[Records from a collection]
····················
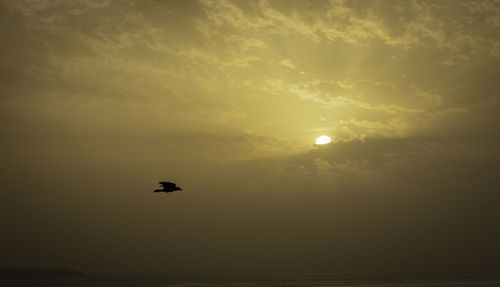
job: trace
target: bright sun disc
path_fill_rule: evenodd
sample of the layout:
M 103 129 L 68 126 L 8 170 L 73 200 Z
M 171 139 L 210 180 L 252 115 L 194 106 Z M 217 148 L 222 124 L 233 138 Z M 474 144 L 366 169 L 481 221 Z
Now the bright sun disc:
M 329 136 L 320 136 L 316 139 L 316 144 L 327 144 L 331 141 L 332 139 Z

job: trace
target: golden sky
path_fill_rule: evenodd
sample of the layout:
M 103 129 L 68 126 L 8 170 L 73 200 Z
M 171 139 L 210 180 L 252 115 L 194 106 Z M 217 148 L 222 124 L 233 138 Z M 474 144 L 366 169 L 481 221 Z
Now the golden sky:
M 498 0 L 4 0 L 0 37 L 0 267 L 500 268 Z

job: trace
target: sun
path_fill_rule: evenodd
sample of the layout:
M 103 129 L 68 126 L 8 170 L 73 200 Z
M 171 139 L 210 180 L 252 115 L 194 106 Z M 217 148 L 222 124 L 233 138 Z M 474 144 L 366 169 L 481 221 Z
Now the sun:
M 329 136 L 319 136 L 316 138 L 316 144 L 327 144 L 330 143 L 332 139 Z

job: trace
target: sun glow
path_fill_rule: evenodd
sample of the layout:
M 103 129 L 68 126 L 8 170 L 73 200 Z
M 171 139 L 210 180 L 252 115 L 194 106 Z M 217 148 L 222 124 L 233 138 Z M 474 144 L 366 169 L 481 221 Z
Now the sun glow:
M 327 144 L 330 143 L 332 139 L 329 136 L 319 136 L 316 138 L 316 144 Z

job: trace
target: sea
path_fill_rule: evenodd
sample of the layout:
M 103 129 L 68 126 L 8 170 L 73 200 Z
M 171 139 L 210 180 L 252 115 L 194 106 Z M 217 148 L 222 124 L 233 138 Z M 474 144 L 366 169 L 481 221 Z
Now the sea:
M 310 275 L 172 278 L 166 275 L 94 275 L 75 278 L 0 280 L 2 287 L 500 287 L 500 275 Z

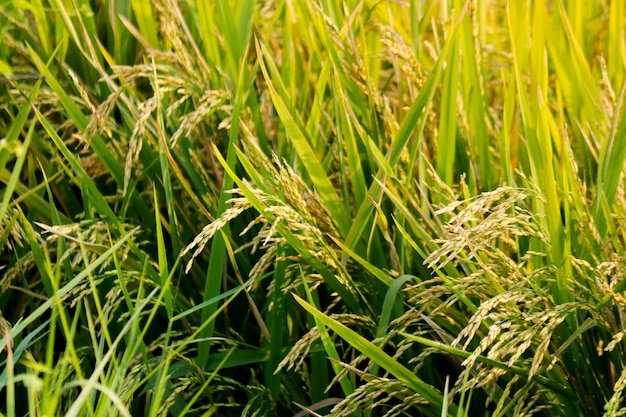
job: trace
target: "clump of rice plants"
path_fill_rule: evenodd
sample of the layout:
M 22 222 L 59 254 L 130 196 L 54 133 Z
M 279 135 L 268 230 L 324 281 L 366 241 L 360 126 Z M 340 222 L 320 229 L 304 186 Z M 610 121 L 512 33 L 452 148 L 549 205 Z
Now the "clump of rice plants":
M 5 3 L 0 415 L 624 415 L 623 1 Z

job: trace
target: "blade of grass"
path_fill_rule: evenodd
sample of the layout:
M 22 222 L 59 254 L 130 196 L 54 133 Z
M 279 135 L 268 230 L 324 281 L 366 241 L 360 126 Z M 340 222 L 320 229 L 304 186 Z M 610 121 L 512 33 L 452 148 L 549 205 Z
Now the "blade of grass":
M 316 294 L 311 293 L 311 290 L 309 289 L 309 286 L 306 282 L 306 278 L 304 277 L 304 273 L 302 272 L 302 269 L 300 269 L 300 276 L 302 277 L 302 284 L 304 286 L 304 291 L 306 292 L 307 299 L 309 300 L 309 304 L 313 308 L 319 309 L 318 307 L 319 299 L 316 296 Z M 319 332 L 320 340 L 322 341 L 324 350 L 326 351 L 326 355 L 328 355 L 328 358 L 331 359 L 331 366 L 333 367 L 335 374 L 339 375 L 342 369 L 341 369 L 341 366 L 339 365 L 341 359 L 339 357 L 339 353 L 337 352 L 337 348 L 335 347 L 335 344 L 330 338 L 330 335 L 328 334 L 328 330 L 326 330 L 326 326 L 324 325 L 324 323 L 321 320 L 319 320 L 319 318 L 317 318 L 316 316 L 313 316 L 313 319 L 315 320 L 315 325 L 317 327 L 317 331 Z M 339 385 L 341 385 L 343 394 L 346 397 L 354 392 L 354 386 L 352 386 L 352 384 L 350 383 L 350 380 L 345 376 L 339 380 Z M 314 398 L 314 400 L 319 401 L 320 399 Z
M 217 25 L 220 28 L 220 32 L 224 36 L 225 51 L 228 51 L 226 59 L 230 65 L 230 71 L 233 74 L 238 74 L 239 60 L 245 52 L 244 40 L 239 37 L 237 30 L 237 23 L 235 22 L 235 16 L 233 15 L 233 9 L 225 0 L 216 0 L 215 7 L 219 19 L 217 19 Z M 212 35 L 213 36 L 213 35 Z
M 284 350 L 284 329 L 285 329 L 285 317 L 287 314 L 287 298 L 283 295 L 283 285 L 285 283 L 285 268 L 287 262 L 285 258 L 286 248 L 280 245 L 276 250 L 275 269 L 273 272 L 272 282 L 274 285 L 270 299 L 268 300 L 268 306 L 271 304 L 271 309 L 268 308 L 266 315 L 266 321 L 269 326 L 269 333 L 271 335 L 269 343 L 269 358 L 268 362 L 263 367 L 263 376 L 265 384 L 270 391 L 274 404 L 278 400 L 280 390 L 280 373 L 276 373 L 276 368 L 282 360 L 281 354 Z
M 22 174 L 22 167 L 24 166 L 26 156 L 28 155 L 28 152 L 29 152 L 30 144 L 33 140 L 33 134 L 35 131 L 35 122 L 36 122 L 36 119 L 32 119 L 30 122 L 28 133 L 26 133 L 26 138 L 24 139 L 24 143 L 19 148 L 15 165 L 13 166 L 13 169 L 11 170 L 11 177 L 9 178 L 6 188 L 4 189 L 2 202 L 0 202 L 0 219 L 4 218 L 7 207 L 9 206 L 9 200 L 11 200 L 11 198 L 13 197 L 13 192 L 15 191 L 17 182 L 20 178 L 20 175 Z
M 484 3 L 484 2 L 483 2 Z M 479 5 L 475 7 L 480 7 Z M 477 11 L 468 13 L 461 22 L 460 44 L 462 48 L 461 89 L 464 98 L 464 107 L 470 129 L 467 140 L 472 149 L 472 159 L 478 160 L 478 184 L 482 189 L 489 190 L 496 186 L 494 170 L 490 167 L 490 137 L 485 122 L 485 100 L 482 81 L 482 51 L 481 43 L 473 33 L 473 25 L 478 26 Z M 508 159 L 508 158 L 503 158 Z
M 324 315 L 311 304 L 307 303 L 297 295 L 293 295 L 298 304 L 300 304 L 309 314 L 314 316 L 323 325 L 337 333 L 342 339 L 356 348 L 359 352 L 370 358 L 374 363 L 385 369 L 407 387 L 412 389 L 416 394 L 421 395 L 429 404 L 441 409 L 443 405 L 443 396 L 441 392 L 422 381 L 417 375 L 405 368 L 398 361 L 383 352 L 382 349 L 365 339 L 363 336 L 350 330 L 348 327 L 336 320 Z M 456 413 L 456 407 L 450 407 L 453 413 Z
M 467 5 L 466 5 L 467 7 Z M 461 13 L 463 16 L 463 13 Z M 391 143 L 388 160 L 389 164 L 394 167 L 397 162 L 400 160 L 400 155 L 402 154 L 403 149 L 406 147 L 409 139 L 411 138 L 411 134 L 415 130 L 416 132 L 416 147 L 421 146 L 422 134 L 424 127 L 426 125 L 426 113 L 427 109 L 432 102 L 432 99 L 435 95 L 437 85 L 439 83 L 439 79 L 441 77 L 441 73 L 443 70 L 444 62 L 446 61 L 448 54 L 450 53 L 452 41 L 456 37 L 456 26 L 452 30 L 452 33 L 449 35 L 441 54 L 435 64 L 435 67 L 432 69 L 430 77 L 428 78 L 425 85 L 420 90 L 417 98 L 409 108 L 408 113 L 404 117 L 402 124 L 400 125 L 400 129 L 398 130 L 398 134 L 394 138 Z M 381 178 L 381 175 L 376 175 L 376 178 Z M 378 201 L 380 197 L 380 193 L 382 192 L 380 184 L 378 182 L 372 183 L 369 188 L 368 196 L 370 196 L 374 201 Z M 374 206 L 370 203 L 369 200 L 364 200 L 360 205 L 359 210 L 352 222 L 352 227 L 350 228 L 350 232 L 346 237 L 346 246 L 350 248 L 355 248 L 359 239 L 361 239 L 364 227 L 368 223 L 368 219 L 371 218 L 374 212 Z
M 47 319 L 44 320 L 39 326 L 37 326 L 35 329 L 33 329 L 32 331 L 29 331 L 28 334 L 26 334 L 22 340 L 20 340 L 19 344 L 17 345 L 17 347 L 15 348 L 15 350 L 12 351 L 12 356 L 13 356 L 13 366 L 15 366 L 15 364 L 18 363 L 18 361 L 20 360 L 20 358 L 22 357 L 22 355 L 24 354 L 24 352 L 27 351 L 27 349 L 31 346 L 34 345 L 38 340 L 47 337 L 49 334 L 49 329 L 46 329 L 48 327 L 48 325 L 50 324 L 51 319 Z M 46 329 L 45 331 L 43 331 L 44 329 Z M 7 332 L 9 332 L 8 329 L 6 329 Z M 2 329 L 2 332 L 5 332 L 5 329 Z M 41 334 L 40 334 L 41 333 Z M 5 335 L 5 337 L 8 337 L 8 335 Z M 5 341 L 6 343 L 6 341 Z M 11 341 L 11 343 L 13 343 Z M 4 369 L 2 370 L 2 374 L 0 374 L 0 391 L 2 391 L 8 382 L 8 358 L 6 360 L 3 360 L 2 362 L 0 362 L 1 365 L 4 366 Z
M 455 14 L 460 13 L 458 1 Z M 451 21 L 454 26 L 456 19 Z M 460 27 L 463 27 L 461 24 Z M 455 33 L 454 27 L 451 30 Z M 437 144 L 437 173 L 443 181 L 452 185 L 457 142 L 457 92 L 459 88 L 459 48 L 457 36 L 450 36 L 452 43 L 450 53 L 446 58 L 446 67 L 443 69 L 441 85 L 441 108 L 439 118 L 439 143 Z
M 348 213 L 328 178 L 325 168 L 311 147 L 311 139 L 300 117 L 290 110 L 286 104 L 289 102 L 288 95 L 271 54 L 267 51 L 266 47 L 258 41 L 256 48 L 257 54 L 264 58 L 260 60 L 261 71 L 267 82 L 274 108 L 291 139 L 291 144 L 300 157 L 311 181 L 315 184 L 339 232 L 345 236 L 350 229 Z
M 433 347 L 436 348 L 442 352 L 445 353 L 449 353 L 451 355 L 455 355 L 458 356 L 460 358 L 468 358 L 471 353 L 470 352 L 466 352 L 462 349 L 459 348 L 455 348 L 449 345 L 446 345 L 444 343 L 440 343 L 440 342 L 436 342 L 434 340 L 429 340 L 426 339 L 424 337 L 420 337 L 420 336 L 415 336 L 409 333 L 404 333 L 401 332 L 400 333 L 403 337 L 409 339 L 409 340 L 413 340 L 417 343 L 421 343 L 422 345 L 425 346 L 429 346 L 429 347 Z M 529 377 L 529 373 L 527 370 L 517 367 L 517 366 L 511 366 L 511 365 L 507 365 L 506 363 L 503 362 L 499 362 L 493 359 L 489 359 L 486 356 L 482 356 L 482 355 L 478 355 L 476 357 L 476 360 L 478 362 L 487 364 L 489 366 L 493 366 L 494 368 L 499 368 L 499 369 L 503 369 L 511 374 L 515 374 L 515 375 L 519 375 L 521 377 L 524 378 L 528 378 Z M 556 384 L 554 383 L 552 380 L 541 376 L 541 375 L 533 375 L 530 377 L 531 379 L 535 380 L 537 383 L 544 385 L 548 388 L 550 388 L 551 390 L 560 393 L 561 395 L 567 397 L 567 398 L 576 398 L 576 395 L 574 393 L 572 393 L 567 387 L 562 386 L 560 384 Z
M 169 285 L 167 284 L 167 277 L 170 272 L 168 269 L 167 263 L 167 250 L 165 248 L 165 241 L 163 239 L 163 229 L 161 227 L 161 211 L 159 209 L 159 200 L 157 197 L 156 189 L 153 190 L 154 193 L 154 218 L 156 220 L 156 244 L 157 244 L 157 258 L 159 261 L 159 277 L 161 290 L 165 293 L 165 308 L 167 310 L 167 317 L 170 319 L 171 323 L 172 317 L 174 315 L 174 307 L 172 301 L 172 293 Z
M 159 48 L 159 30 L 157 28 L 157 19 L 154 15 L 152 2 L 144 0 L 131 0 L 130 5 L 135 14 L 135 20 L 139 31 L 145 40 L 147 40 L 153 48 Z
M 617 193 L 620 174 L 626 156 L 626 83 L 622 86 L 613 116 L 611 132 L 600 148 L 597 193 L 593 202 L 593 215 L 604 241 L 613 230 L 611 206 Z
M 30 96 L 28 97 L 29 102 L 32 103 L 35 101 L 35 97 L 37 97 L 40 87 L 41 87 L 41 80 L 35 83 L 35 86 L 33 87 L 33 90 L 31 91 Z M 0 172 L 4 172 L 4 168 L 9 159 L 9 154 L 10 154 L 9 149 L 15 148 L 17 152 L 17 160 L 15 162 L 15 166 L 11 170 L 11 176 L 9 177 L 9 180 L 6 182 L 6 188 L 4 190 L 4 195 L 2 196 L 2 202 L 0 203 L 0 219 L 4 218 L 7 207 L 9 205 L 9 200 L 13 196 L 13 192 L 16 189 L 16 186 L 18 184 L 20 174 L 22 171 L 22 167 L 24 166 L 24 161 L 26 160 L 26 156 L 28 155 L 30 143 L 33 138 L 34 120 L 31 121 L 24 143 L 20 144 L 19 139 L 18 139 L 20 133 L 22 132 L 22 129 L 24 128 L 26 124 L 26 121 L 28 120 L 28 116 L 30 115 L 30 112 L 31 112 L 30 106 L 23 106 L 20 109 L 19 113 L 17 114 L 17 117 L 15 118 L 13 123 L 11 123 L 9 132 L 4 138 L 4 140 L 6 141 L 6 145 L 0 149 Z
M 7 383 L 6 383 L 6 404 L 7 404 L 7 415 L 8 417 L 15 417 L 15 365 L 13 363 L 13 340 L 11 339 L 11 335 L 9 329 L 6 327 L 5 323 L 2 323 L 2 340 L 5 343 L 6 354 L 7 354 L 7 364 L 6 364 L 6 373 L 7 373 Z M 0 349 L 2 351 L 3 349 Z
M 607 45 L 607 66 L 613 90 L 621 88 L 624 82 L 624 0 L 613 0 L 610 3 L 609 30 Z
M 247 78 L 247 71 L 245 70 L 246 66 L 241 65 L 239 71 L 239 79 L 238 79 L 238 88 L 235 94 L 235 103 L 233 107 L 233 117 L 232 117 L 232 125 L 229 132 L 228 137 L 228 147 L 226 149 L 226 161 L 224 163 L 231 170 L 235 170 L 237 165 L 237 156 L 235 153 L 235 145 L 239 140 L 239 118 L 241 109 L 244 102 L 244 94 L 245 88 L 249 85 L 249 80 Z M 214 146 L 215 147 L 215 146 Z M 217 149 L 217 148 L 215 148 Z M 222 181 L 222 190 L 220 192 L 220 199 L 217 207 L 216 218 L 219 217 L 226 209 L 228 208 L 228 199 L 230 195 L 226 192 L 233 188 L 233 179 L 228 176 L 224 176 Z M 216 297 L 220 292 L 220 286 L 222 282 L 222 278 L 225 272 L 225 258 L 226 258 L 226 243 L 224 241 L 224 234 L 227 234 L 229 230 L 229 226 L 225 225 L 224 229 L 222 229 L 222 233 L 217 233 L 216 236 L 213 237 L 213 241 L 211 243 L 211 252 L 209 255 L 209 266 L 206 272 L 205 284 L 204 284 L 204 301 Z M 208 319 L 211 315 L 213 315 L 216 311 L 216 305 L 209 305 L 206 309 L 202 311 L 202 320 L 203 322 Z M 209 325 L 205 328 L 205 330 L 200 334 L 200 337 L 205 341 L 201 342 L 198 346 L 198 363 L 200 366 L 204 367 L 209 359 L 209 351 L 210 351 L 210 338 L 213 335 L 213 331 L 215 328 L 214 323 L 209 323 Z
····················
--- Exercise brief ---
Filter the entries above and keep only the lines with the word "target".

--- Answer to the problem ---
target: bright sun disc
target: golden sky
target: sun
target: sun glow
target: sea
target: "clump of rice plants"
target: "blade of grass"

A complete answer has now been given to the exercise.